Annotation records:
******
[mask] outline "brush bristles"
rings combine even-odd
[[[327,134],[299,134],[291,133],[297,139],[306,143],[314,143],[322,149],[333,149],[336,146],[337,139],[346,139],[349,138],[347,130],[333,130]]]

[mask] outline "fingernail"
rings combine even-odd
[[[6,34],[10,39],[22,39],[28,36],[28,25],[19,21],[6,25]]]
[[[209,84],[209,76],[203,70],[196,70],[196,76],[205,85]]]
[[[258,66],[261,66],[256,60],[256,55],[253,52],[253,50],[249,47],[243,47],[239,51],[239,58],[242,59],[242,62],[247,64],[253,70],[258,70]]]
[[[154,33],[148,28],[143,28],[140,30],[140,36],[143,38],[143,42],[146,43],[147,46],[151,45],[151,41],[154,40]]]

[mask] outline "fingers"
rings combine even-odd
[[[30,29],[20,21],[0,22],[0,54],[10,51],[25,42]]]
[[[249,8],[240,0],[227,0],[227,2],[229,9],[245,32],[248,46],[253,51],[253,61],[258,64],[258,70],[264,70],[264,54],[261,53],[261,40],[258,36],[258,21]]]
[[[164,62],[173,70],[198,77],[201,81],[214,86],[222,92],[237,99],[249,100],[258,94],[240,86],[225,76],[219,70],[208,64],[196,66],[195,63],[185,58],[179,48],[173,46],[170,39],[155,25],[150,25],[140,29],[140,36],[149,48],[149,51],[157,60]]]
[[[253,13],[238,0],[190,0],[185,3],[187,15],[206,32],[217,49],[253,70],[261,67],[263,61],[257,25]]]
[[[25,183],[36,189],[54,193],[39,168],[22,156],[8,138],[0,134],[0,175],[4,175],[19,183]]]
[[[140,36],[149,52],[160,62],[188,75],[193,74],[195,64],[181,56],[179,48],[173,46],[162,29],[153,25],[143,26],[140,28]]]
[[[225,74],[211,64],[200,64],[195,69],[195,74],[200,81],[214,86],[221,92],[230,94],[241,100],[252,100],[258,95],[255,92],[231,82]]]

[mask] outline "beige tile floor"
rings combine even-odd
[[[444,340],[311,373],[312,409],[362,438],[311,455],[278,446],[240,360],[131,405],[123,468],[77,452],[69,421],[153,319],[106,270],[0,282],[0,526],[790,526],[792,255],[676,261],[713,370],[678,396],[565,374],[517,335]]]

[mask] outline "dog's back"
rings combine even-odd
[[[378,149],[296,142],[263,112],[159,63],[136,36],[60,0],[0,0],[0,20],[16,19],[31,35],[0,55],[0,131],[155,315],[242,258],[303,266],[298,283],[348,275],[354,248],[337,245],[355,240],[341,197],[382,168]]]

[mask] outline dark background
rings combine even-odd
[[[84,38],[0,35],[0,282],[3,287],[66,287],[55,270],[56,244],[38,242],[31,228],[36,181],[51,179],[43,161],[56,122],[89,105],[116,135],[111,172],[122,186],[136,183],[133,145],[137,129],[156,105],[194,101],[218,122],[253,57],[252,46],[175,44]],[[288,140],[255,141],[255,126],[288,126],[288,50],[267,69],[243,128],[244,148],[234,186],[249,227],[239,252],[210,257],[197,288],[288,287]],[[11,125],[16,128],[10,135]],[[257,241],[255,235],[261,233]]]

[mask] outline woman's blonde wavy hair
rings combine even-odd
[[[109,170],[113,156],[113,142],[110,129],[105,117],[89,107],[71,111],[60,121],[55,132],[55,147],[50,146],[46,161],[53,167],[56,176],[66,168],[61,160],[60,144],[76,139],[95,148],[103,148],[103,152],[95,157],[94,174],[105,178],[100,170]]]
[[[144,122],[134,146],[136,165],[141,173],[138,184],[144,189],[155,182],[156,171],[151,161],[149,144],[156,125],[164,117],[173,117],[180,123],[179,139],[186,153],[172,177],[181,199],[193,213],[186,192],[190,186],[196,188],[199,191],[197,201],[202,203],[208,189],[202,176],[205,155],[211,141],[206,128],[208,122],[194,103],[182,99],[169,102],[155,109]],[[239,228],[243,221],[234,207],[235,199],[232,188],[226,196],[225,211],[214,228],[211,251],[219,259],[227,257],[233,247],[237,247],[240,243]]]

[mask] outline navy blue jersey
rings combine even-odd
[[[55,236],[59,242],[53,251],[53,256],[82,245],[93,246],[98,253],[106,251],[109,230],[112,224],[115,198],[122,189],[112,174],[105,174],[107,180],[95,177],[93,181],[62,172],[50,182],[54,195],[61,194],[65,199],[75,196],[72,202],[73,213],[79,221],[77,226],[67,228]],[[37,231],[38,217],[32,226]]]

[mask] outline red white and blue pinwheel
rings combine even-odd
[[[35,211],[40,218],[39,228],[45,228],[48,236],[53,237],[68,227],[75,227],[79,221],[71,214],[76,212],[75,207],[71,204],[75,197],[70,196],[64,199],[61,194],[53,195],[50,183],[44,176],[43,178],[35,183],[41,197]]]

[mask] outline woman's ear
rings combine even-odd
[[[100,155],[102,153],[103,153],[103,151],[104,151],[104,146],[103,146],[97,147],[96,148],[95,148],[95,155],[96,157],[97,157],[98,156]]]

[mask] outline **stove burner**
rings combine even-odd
******
▶ **Prompt**: Make an exact copy of every entry.

▶ **Answer for the task**:
[mask] outline "brush bristles"
rings combine even-odd
[[[327,134],[299,134],[291,133],[297,139],[306,143],[314,143],[322,149],[333,149],[336,146],[337,139],[346,139],[349,138],[347,130],[333,130]]]

[mask] outline "fingernail"
rings combine even-odd
[[[6,34],[10,39],[22,39],[28,36],[28,25],[19,21],[6,25]]]
[[[209,84],[209,76],[203,70],[196,70],[196,76],[205,85]]]
[[[258,66],[261,66],[256,60],[256,55],[253,52],[253,50],[249,47],[243,47],[239,51],[239,58],[242,59],[242,62],[247,64],[253,70],[258,70]]]
[[[154,33],[148,28],[143,28],[140,30],[140,36],[143,38],[143,42],[146,43],[147,46],[151,45],[151,41],[154,40]]]

[mask] outline "fingers"
rings combine even-odd
[[[30,29],[20,21],[0,22],[0,54],[10,51],[25,42]]]
[[[249,8],[240,0],[227,0],[227,2],[229,9],[245,32],[248,46],[253,51],[253,61],[258,64],[258,70],[264,70],[264,54],[261,53],[261,40],[258,36],[258,21]]]
[[[164,62],[173,70],[198,77],[201,81],[214,86],[222,92],[237,99],[249,100],[258,94],[240,86],[225,76],[219,70],[208,64],[196,66],[195,63],[185,58],[179,48],[173,46],[170,39],[155,25],[150,25],[140,29],[140,36],[149,48],[149,51],[157,60]]]
[[[253,13],[238,0],[190,0],[185,3],[187,15],[206,32],[217,49],[253,70],[261,67],[263,61],[257,25]]]
[[[25,183],[36,189],[54,193],[39,168],[22,156],[8,138],[0,134],[0,175],[4,175],[19,183]]]
[[[140,36],[149,52],[160,62],[188,75],[193,74],[195,64],[181,56],[179,48],[173,46],[162,29],[153,25],[143,26],[140,28]]]
[[[225,74],[211,64],[200,64],[195,69],[195,74],[200,81],[214,86],[221,92],[230,94],[241,100],[252,100],[258,95],[255,92],[231,82]]]

[mask] outline "beige tile floor"
rings combine even-odd
[[[444,340],[311,373],[312,409],[362,438],[311,455],[278,446],[240,360],[131,405],[123,468],[77,452],[69,421],[153,319],[106,270],[0,282],[0,526],[790,526],[792,255],[676,261],[713,370],[678,396],[565,374],[517,335]]]

[mask] outline "dog's back"
rings combine even-odd
[[[378,149],[296,142],[263,112],[159,63],[136,36],[60,0],[0,0],[0,20],[16,19],[31,35],[0,55],[0,131],[155,315],[242,258],[303,266],[298,283],[348,275],[354,248],[337,245],[355,240],[341,197],[382,168]]]

[mask] outline dark background
rings combine even-odd
[[[84,38],[0,35],[0,282],[3,287],[66,287],[55,270],[56,244],[38,242],[31,228],[36,181],[51,179],[43,161],[56,122],[89,105],[116,135],[111,172],[122,186],[136,183],[133,145],[137,129],[156,105],[194,101],[218,122],[253,57],[252,46],[175,44]],[[288,140],[255,141],[255,126],[288,126],[288,50],[267,69],[243,128],[244,148],[234,186],[249,227],[239,252],[210,257],[197,288],[288,287]],[[11,125],[16,128],[10,135]],[[257,241],[255,235],[261,233]]]

[mask] outline woman's blonde wavy hair
rings combine even-odd
[[[109,170],[113,156],[113,142],[110,129],[105,117],[89,107],[71,111],[60,121],[55,132],[55,147],[50,146],[46,161],[53,167],[56,176],[66,168],[61,160],[60,144],[76,139],[95,148],[103,148],[103,152],[95,157],[94,174],[105,178],[100,170]]]
[[[144,122],[134,146],[136,165],[141,173],[138,184],[144,189],[155,182],[156,171],[151,161],[149,144],[156,125],[164,117],[173,117],[180,123],[179,139],[186,153],[172,177],[181,199],[193,213],[186,192],[190,186],[196,188],[199,191],[197,201],[202,203],[208,189],[202,176],[205,155],[211,141],[206,128],[208,122],[194,103],[182,99],[169,102],[155,109]],[[239,228],[243,221],[234,207],[235,199],[232,188],[226,196],[225,211],[214,228],[211,251],[219,259],[227,257],[233,247],[237,247],[240,243]]]

[mask] outline navy blue jersey
rings combine even-odd
[[[55,236],[59,242],[53,251],[53,256],[82,245],[93,246],[98,253],[106,251],[109,230],[112,224],[115,198],[122,189],[112,174],[105,174],[107,180],[95,177],[93,181],[62,172],[50,182],[54,195],[61,194],[65,199],[75,196],[72,202],[73,213],[79,221],[77,226],[67,228]],[[37,231],[38,217],[32,226]]]

[mask] outline red white and blue pinwheel
rings combine even-odd
[[[35,211],[40,218],[39,228],[45,228],[48,236],[53,237],[68,227],[75,227],[79,221],[71,214],[76,212],[75,207],[71,204],[75,197],[70,196],[64,199],[61,194],[53,195],[50,183],[44,176],[43,178],[35,183],[41,197]]]

[mask] outline woman's ear
rings combine even-odd
[[[100,155],[102,153],[103,153],[103,151],[104,151],[104,146],[103,146],[97,147],[96,148],[95,148],[95,155],[96,157],[97,157],[98,156]]]

[mask] outline **stove burner**
rings combine even-odd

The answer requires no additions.